- Records from a point-labeling set -
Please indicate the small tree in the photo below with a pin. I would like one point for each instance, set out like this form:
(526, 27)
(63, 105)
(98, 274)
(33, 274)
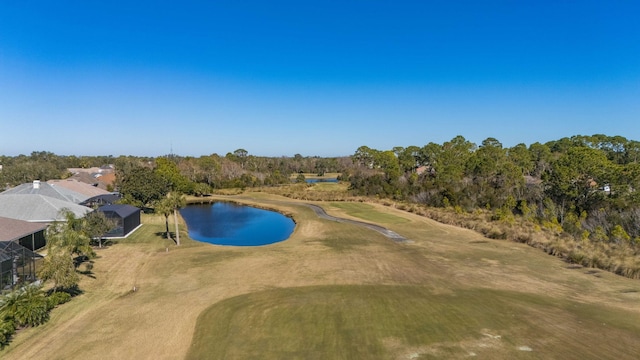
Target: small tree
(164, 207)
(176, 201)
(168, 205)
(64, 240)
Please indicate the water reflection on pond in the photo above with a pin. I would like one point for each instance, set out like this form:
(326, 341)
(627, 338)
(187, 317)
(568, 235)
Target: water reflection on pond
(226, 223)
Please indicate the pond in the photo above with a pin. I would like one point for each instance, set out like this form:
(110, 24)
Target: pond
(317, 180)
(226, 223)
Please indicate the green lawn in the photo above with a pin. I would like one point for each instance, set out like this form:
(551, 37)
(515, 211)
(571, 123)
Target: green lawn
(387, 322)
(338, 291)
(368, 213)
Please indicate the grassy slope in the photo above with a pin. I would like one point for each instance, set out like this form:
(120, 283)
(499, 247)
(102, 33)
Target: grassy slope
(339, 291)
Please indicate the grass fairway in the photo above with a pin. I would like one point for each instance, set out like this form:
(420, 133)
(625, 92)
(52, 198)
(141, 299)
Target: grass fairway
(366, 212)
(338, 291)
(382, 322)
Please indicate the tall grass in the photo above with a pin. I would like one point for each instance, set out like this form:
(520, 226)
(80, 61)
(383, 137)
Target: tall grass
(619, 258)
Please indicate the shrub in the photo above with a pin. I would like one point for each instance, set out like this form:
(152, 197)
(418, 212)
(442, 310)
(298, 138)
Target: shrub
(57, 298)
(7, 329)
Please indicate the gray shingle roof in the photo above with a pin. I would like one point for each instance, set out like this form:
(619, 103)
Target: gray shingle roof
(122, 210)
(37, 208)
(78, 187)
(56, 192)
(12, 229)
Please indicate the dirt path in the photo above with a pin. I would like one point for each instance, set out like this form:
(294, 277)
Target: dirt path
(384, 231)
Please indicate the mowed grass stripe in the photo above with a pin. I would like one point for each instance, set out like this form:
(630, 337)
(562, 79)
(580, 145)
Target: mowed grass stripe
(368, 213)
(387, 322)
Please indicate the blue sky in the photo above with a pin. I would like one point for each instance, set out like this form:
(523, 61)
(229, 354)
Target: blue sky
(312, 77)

- Given instruction -
Copy every line of the records above word for word, leaving out the picture.

- Task solution -
Please indicate the small tree in the photo below with a pin. I would like one point for each instance, set out like this form:
(526, 27)
(63, 105)
(98, 274)
(33, 274)
Target: small tree
(164, 207)
(176, 201)
(168, 205)
(64, 240)
Please indicate the water reflection on pond in the photo above with a pin. I would like one point for each instance, set out like this form:
(326, 341)
(627, 338)
(187, 317)
(568, 235)
Target: water reflection on pond
(226, 223)
Please indicate the pond in the photo above with a pin. I would like one point for each instance, set out like this form:
(110, 24)
Target: pond
(317, 180)
(226, 223)
Please indicate the green lawn in the photo above with a pin. I would like one point for each instance, set out like this form:
(551, 37)
(515, 211)
(571, 123)
Target: green lawn
(387, 322)
(338, 291)
(368, 213)
Please indicate the grassy slope in the photo above with a pin. I would like one point for each instance, set out like this form:
(120, 283)
(499, 247)
(102, 33)
Target: grassy slope
(339, 291)
Please indicate the grass fairway in the photo above with a pin. I would like one point for each instance, set out like this form:
(420, 133)
(625, 92)
(52, 198)
(141, 299)
Target: grass fairway
(366, 212)
(338, 291)
(382, 322)
Please indicate the tall grass in the photo above with a pin. I would like one point for each instance, set out like this form:
(520, 226)
(80, 61)
(383, 137)
Target: tall grass
(619, 258)
Please indicate the shrub in the photo above with a pin. I would like one point for each instance, set out like this form:
(152, 197)
(418, 212)
(442, 310)
(298, 138)
Target: shrub
(57, 298)
(7, 329)
Please indicate the gray shingle roof in the photo above with a pin. I would like one point for each instance, set out like this form:
(619, 103)
Target: gray shingle roof
(122, 210)
(37, 208)
(78, 187)
(56, 192)
(12, 229)
Please indicate the dirt path in the photo above with a pin. I would like one point for each instance, set out like this form:
(294, 277)
Target: dirt path
(384, 231)
Please indicate the mowed grass stripe in the photo above with a pin. I would like one point for each instance, set out like this form:
(630, 337)
(562, 79)
(580, 145)
Target: mowed grass stripe
(368, 213)
(387, 322)
Please indicate the blue sky in the photo above with a pin. I would like one point for each instance, set out like this form:
(523, 61)
(229, 354)
Target: blue sky
(312, 77)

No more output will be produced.